** Begin Material to process **

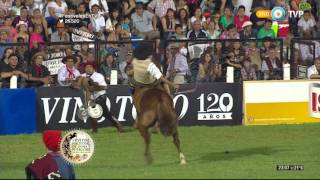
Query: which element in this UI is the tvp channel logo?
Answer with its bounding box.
[256,6,303,21]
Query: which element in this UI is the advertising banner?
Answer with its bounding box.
[243,80,320,125]
[37,83,242,131]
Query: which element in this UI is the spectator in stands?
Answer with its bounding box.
[45,0,68,32]
[29,24,45,50]
[213,41,226,64]
[12,7,33,32]
[187,0,200,16]
[88,0,109,18]
[239,21,257,40]
[90,4,106,40]
[99,54,121,84]
[25,130,75,179]
[220,24,240,39]
[77,3,90,27]
[51,21,70,50]
[234,5,252,31]
[167,44,189,84]
[187,20,208,40]
[122,0,136,17]
[0,47,13,69]
[0,0,14,16]
[0,29,10,57]
[250,6,266,33]
[257,19,276,39]
[11,0,23,16]
[0,54,28,88]
[107,23,122,49]
[200,0,216,14]
[260,37,273,59]
[131,3,160,40]
[261,46,282,79]
[161,9,176,40]
[226,46,243,82]
[0,9,6,26]
[121,16,131,36]
[232,41,245,62]
[13,21,29,42]
[31,9,49,41]
[207,20,221,39]
[198,52,222,82]
[27,52,51,87]
[307,57,320,79]
[148,0,176,18]
[24,0,36,14]
[245,41,262,71]
[176,8,191,35]
[171,24,186,40]
[58,56,80,86]
[220,7,234,30]
[176,0,189,14]
[241,58,257,81]
[74,54,83,69]
[298,11,316,37]
[106,9,120,33]
[190,8,206,27]
[0,16,17,42]
[78,50,97,73]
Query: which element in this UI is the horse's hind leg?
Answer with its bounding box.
[137,113,153,164]
[138,126,153,164]
[172,130,187,165]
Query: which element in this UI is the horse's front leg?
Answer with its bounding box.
[172,130,187,165]
[137,119,153,164]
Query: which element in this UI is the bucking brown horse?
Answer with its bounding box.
[133,87,186,164]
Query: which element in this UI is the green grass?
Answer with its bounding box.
[0,124,320,179]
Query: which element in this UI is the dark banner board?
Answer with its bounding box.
[37,83,242,131]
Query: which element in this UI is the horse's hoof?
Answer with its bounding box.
[180,160,187,165]
[146,157,153,165]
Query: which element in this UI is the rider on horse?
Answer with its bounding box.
[128,43,178,95]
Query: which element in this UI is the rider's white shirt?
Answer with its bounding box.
[147,63,162,80]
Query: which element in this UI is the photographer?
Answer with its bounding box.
[198,52,222,82]
[261,45,282,80]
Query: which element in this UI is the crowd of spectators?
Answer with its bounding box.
[0,0,320,87]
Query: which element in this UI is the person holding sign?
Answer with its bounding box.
[27,52,51,87]
[0,54,28,88]
[58,56,80,86]
[81,62,124,133]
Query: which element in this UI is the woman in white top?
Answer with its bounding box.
[45,0,68,29]
[58,56,80,86]
[176,8,191,34]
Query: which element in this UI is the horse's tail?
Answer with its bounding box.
[157,94,178,136]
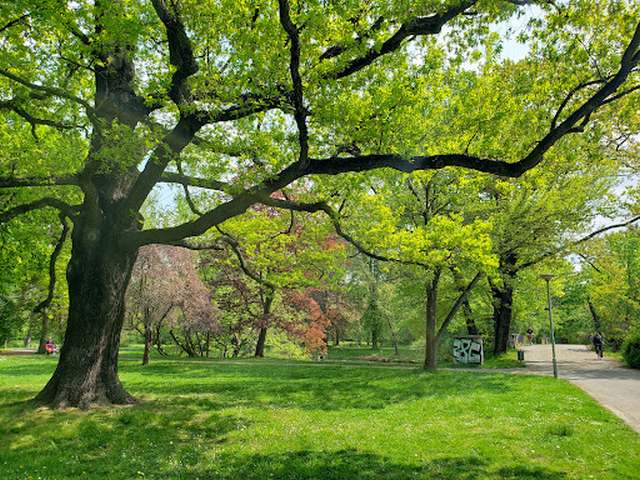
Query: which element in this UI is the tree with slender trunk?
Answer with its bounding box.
[0,0,640,407]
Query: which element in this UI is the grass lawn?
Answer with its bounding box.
[0,354,640,480]
[328,344,525,368]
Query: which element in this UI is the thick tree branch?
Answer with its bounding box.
[0,68,96,120]
[0,12,31,33]
[437,272,484,339]
[278,0,309,165]
[0,174,80,188]
[327,0,478,79]
[159,172,231,193]
[516,215,640,271]
[0,197,77,224]
[152,0,198,106]
[0,99,82,139]
[255,197,427,268]
[33,215,69,313]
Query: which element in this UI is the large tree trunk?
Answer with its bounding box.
[489,253,518,355]
[36,227,136,408]
[424,270,440,370]
[491,282,513,355]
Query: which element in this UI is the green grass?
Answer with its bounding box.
[328,344,524,368]
[0,351,640,480]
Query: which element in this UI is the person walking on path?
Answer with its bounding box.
[591,332,604,359]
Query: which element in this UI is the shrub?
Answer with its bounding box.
[622,329,640,368]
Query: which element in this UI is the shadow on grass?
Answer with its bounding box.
[126,362,518,411]
[174,450,566,480]
[2,360,520,410]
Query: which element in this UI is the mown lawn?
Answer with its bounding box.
[327,344,525,368]
[0,354,640,480]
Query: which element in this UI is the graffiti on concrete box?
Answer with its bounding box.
[453,337,484,365]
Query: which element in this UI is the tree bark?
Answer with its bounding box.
[255,290,274,358]
[36,229,137,408]
[255,327,267,358]
[491,282,513,355]
[36,309,49,353]
[424,269,440,370]
[489,252,518,355]
[142,321,153,365]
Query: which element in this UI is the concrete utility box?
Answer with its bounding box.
[453,335,484,365]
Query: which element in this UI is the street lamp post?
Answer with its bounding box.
[540,273,558,378]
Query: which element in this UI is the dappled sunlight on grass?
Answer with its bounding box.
[0,356,640,480]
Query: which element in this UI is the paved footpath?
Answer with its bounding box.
[521,345,640,433]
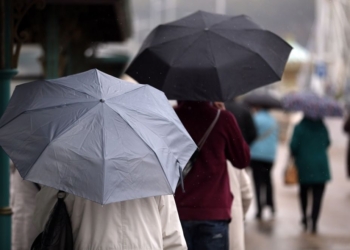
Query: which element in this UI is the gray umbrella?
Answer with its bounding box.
[0,70,196,204]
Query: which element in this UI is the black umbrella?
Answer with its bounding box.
[243,93,283,109]
[126,11,292,101]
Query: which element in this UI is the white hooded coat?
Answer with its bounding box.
[34,187,187,250]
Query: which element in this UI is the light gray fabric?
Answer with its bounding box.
[0,69,196,204]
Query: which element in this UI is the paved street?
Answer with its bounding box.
[246,119,350,250]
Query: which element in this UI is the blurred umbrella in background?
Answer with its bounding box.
[126,11,292,101]
[243,93,283,109]
[282,92,343,119]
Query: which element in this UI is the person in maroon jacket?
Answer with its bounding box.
[175,101,250,250]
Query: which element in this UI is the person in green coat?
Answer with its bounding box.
[290,117,331,233]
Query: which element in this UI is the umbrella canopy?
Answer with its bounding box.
[243,93,282,109]
[0,70,196,204]
[126,11,291,101]
[282,92,343,119]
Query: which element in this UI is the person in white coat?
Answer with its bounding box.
[10,163,39,250]
[34,187,187,250]
[227,162,253,250]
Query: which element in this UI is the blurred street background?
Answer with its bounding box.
[2,0,350,250]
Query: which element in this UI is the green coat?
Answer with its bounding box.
[290,118,331,184]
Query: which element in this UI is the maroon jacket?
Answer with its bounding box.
[175,102,250,220]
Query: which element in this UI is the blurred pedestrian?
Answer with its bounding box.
[290,117,330,233]
[343,115,350,178]
[250,107,278,219]
[227,162,253,250]
[225,101,257,145]
[175,101,250,250]
[225,101,257,250]
[34,187,187,250]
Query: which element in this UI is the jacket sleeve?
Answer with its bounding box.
[224,112,250,168]
[159,195,187,250]
[240,169,253,214]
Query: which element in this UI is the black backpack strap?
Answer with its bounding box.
[198,109,220,151]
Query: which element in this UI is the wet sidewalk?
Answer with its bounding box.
[246,119,350,250]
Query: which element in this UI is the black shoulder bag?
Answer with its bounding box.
[177,110,220,192]
[31,191,73,250]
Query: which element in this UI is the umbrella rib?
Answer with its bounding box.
[0,100,96,128]
[170,34,203,66]
[23,102,99,179]
[44,80,97,98]
[212,32,280,79]
[146,30,201,50]
[107,104,176,190]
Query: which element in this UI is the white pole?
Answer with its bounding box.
[165,0,176,22]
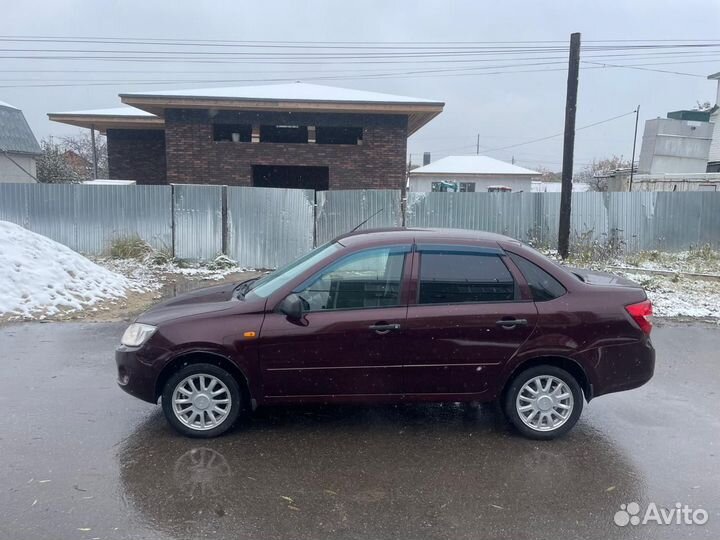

** End Material to process **

Copy all of the data above line for line, without changing anything, and leave the pictures out.

Solution for this problem:
Query: which element in this UI is the tvp channel logo?
Answer with its bounding box.
[256,6,303,21]
Query: which element in this UI is the advertising banner?
Answer with its bounding box.
[243,80,320,125]
[37,83,242,131]
Query: which element in this UI is the spectator in stands?
Answer with its bounding box.
[45,0,68,32]
[29,24,45,50]
[213,41,226,64]
[12,7,33,32]
[187,0,200,16]
[88,0,109,18]
[239,21,257,40]
[90,4,106,40]
[99,54,121,84]
[25,130,75,179]
[220,24,240,39]
[77,3,90,27]
[51,21,70,50]
[234,5,252,31]
[167,44,189,84]
[187,20,208,40]
[122,0,136,17]
[0,47,13,69]
[0,0,14,16]
[0,29,10,57]
[250,6,266,33]
[257,19,276,39]
[11,0,23,16]
[0,54,28,88]
[107,23,122,49]
[200,0,216,14]
[260,37,273,59]
[131,3,160,40]
[261,46,282,79]
[161,9,176,40]
[226,46,243,82]
[0,9,6,26]
[121,16,131,36]
[232,41,245,62]
[13,21,29,42]
[31,9,49,41]
[207,20,221,39]
[198,52,222,82]
[27,52,51,87]
[307,57,320,79]
[148,0,176,18]
[24,0,36,14]
[245,41,262,71]
[176,8,191,35]
[171,24,186,40]
[58,56,80,86]
[220,7,234,30]
[176,0,189,14]
[241,58,257,81]
[74,54,83,69]
[298,11,316,37]
[106,9,120,33]
[190,8,206,27]
[0,16,17,42]
[78,50,97,73]
Query: which element in this UI is the horse's hind leg?
Answer with its bounding box.
[137,113,153,164]
[138,126,153,164]
[172,130,187,165]
Query: which element in this UI is the horse's front leg?
Answer with its bounding box.
[172,130,187,165]
[137,119,153,164]
Query: which element in this UI is the bucking brown horse?
Answer with its bounding box.
[133,87,186,164]
Query: which element in this UI is the green grass?
Answer with its bounding box.
[0,124,320,179]
Query: which element in this UI is the dark banner board?
Answer with its bounding box.
[37,83,242,131]
Query: which element in this UI is the horse's hoof?
Answer with its bounding box.
[180,160,187,165]
[146,157,153,165]
Query: which element in this UI is the rider on horse?
Answer with its bounding box.
[128,43,178,95]
Query: which element in this UI is the rider's white shirt?
Answer with its bounding box.
[147,63,162,80]
Query: which element in this UI is the photographer?
Answer with its bounding box.
[198,52,222,82]
[261,45,282,80]
Query: which element in this UI is the crowd of spectators?
Answer with its bounding box.
[0,0,320,87]
Query: which element in this UI is the person holding sign?
Answer with its bounding box.
[27,52,51,87]
[0,54,28,88]
[58,56,80,86]
[81,62,124,133]
Query: which element in this UI is the woman in white top?
Answer with its bounding box.
[45,0,68,29]
[58,56,80,86]
[176,8,191,34]
Query: which element in this UI is the horse's tail?
Answer with its bounding box.
[157,94,178,136]
Query: which element in this UI is the tree with slender trunk?
Answer with its bounding box.
[0,0,640,407]
Query: which element in this UI is the grass lawn?
Answer with its bounding box.
[0,354,640,480]
[328,344,525,368]
Query: which element in this UI is the thick tree branch?
Answer with its bounding box.
[0,68,96,120]
[0,12,31,33]
[437,272,484,339]
[278,0,309,165]
[0,174,80,188]
[327,0,478,79]
[159,172,231,193]
[516,215,640,271]
[0,197,77,224]
[152,0,198,106]
[0,99,82,139]
[255,197,427,268]
[33,215,69,313]
Query: which element in this UI is the large tree trunk?
Answer with its bounding box.
[489,253,518,355]
[36,227,136,408]
[424,270,440,370]
[491,282,513,355]
Query: which element in this UI is the green grass?
Answer with its bounding box.
[328,344,524,368]
[0,351,640,480]
Query: which element in this UI is the person walking on path?
Answer with its bounding box.
[591,332,604,359]
Query: which element in this UI is the shrub?
Answer with its bounding box.
[622,329,640,368]
Query: which element in this UI is the shadow on grass?
Answer with its bounding box.
[126,362,518,411]
[174,450,566,480]
[2,360,520,410]
Query: which element in this UI is the mown lawn?
Answer with its bounding box.
[327,344,525,368]
[0,354,640,480]
Query: which element in this UI is the graffiti on concrete box?
Answer with its bounding box.
[453,337,484,365]
Query: which element in this UI is the tree bark?
Answer with its bounding box.
[255,290,274,358]
[36,229,137,408]
[255,327,267,358]
[491,282,513,355]
[36,309,49,353]
[424,269,440,370]
[489,252,518,355]
[142,321,153,365]
Query: which element in this UI is the concrete utility box?
Answer with its bounding box.
[453,335,484,365]
Query: which element in this UI is the street lamp post?
Answer with its bounding box.
[540,273,558,378]
Query: which element in this UI is the dappled sunlight on grass?
Answer with its bounding box.
[0,356,640,480]
Query: which element in this UI is the paved footpath?
Answer with its bounding box.
[521,345,640,433]
Query: which element in this UI is the gray umbrella?
Answer with its bounding box.
[0,70,196,204]
Query: which element in this UI is the black umbrella?
Answer with its bounding box.
[243,93,283,109]
[126,11,292,101]
Query: which element in this UI is the white hooded coat?
Answer with its bounding box.
[34,187,187,250]
Query: which element in this UI is the light gray fabric?
Answer with its bounding box.
[0,69,196,204]
Query: which element in this UI is the paved street?
Answer with its bounding box.
[246,119,350,250]
Query: which element in this UI is the blurred umbrella in background?
Answer with its bounding box.
[126,11,292,101]
[243,93,283,109]
[282,92,343,119]
Query: which element in this UI is the person in maroon jacket?
Answer with its bounding box.
[175,101,250,250]
Query: which element in this UI is the person in green coat?
Answer with its bounding box.
[290,117,331,233]
Query: which element in this UI is the umbrella canopy?
Answer with its bounding box.
[243,93,282,109]
[0,70,196,204]
[126,11,291,101]
[282,92,343,119]
Query: which element in this UI is the person in white coat?
Answer with its bounding box.
[10,163,39,250]
[34,187,187,250]
[227,162,253,250]
Query: which element in this UI is the blurred street background?
Answer with its bounding box.
[2,0,350,250]
Query: which element in this UI is the green coat?
Answer with its bounding box.
[290,118,331,184]
Query: which element in this UI is the maroon jacket?
Answer with its bounding box.
[175,102,250,220]
Query: which element in this UI is the blurred pedestrian?
Answer with its bounding box.
[290,117,330,233]
[343,115,350,178]
[250,107,278,219]
[227,162,253,250]
[225,101,257,145]
[175,101,250,250]
[225,101,257,250]
[34,187,187,250]
Query: which element in this UI is the jacket sleeve?
Answer with its bounding box.
[224,112,250,168]
[159,195,187,250]
[240,169,253,214]
Query: which element in this UI is the black backpack strap?
Answer with its bounding box.
[198,109,220,151]
Query: which element in this UI is the wet sidewalk?
Answer with its bounding box.
[246,119,350,250]
Query: which element in this UI is the black shoulder bag?
Answer with its bounding box.
[177,110,220,192]
[31,191,73,250]
Query: which element in this UI is the umbrella rib?
Answer with its bounding box.
[0,100,96,128]
[170,34,203,66]
[23,102,99,179]
[44,80,97,98]
[212,32,280,79]
[146,30,201,50]
[107,104,176,190]
Query: which element in this UI is the white pole?
Answer with its bounding box.
[165,0,176,22]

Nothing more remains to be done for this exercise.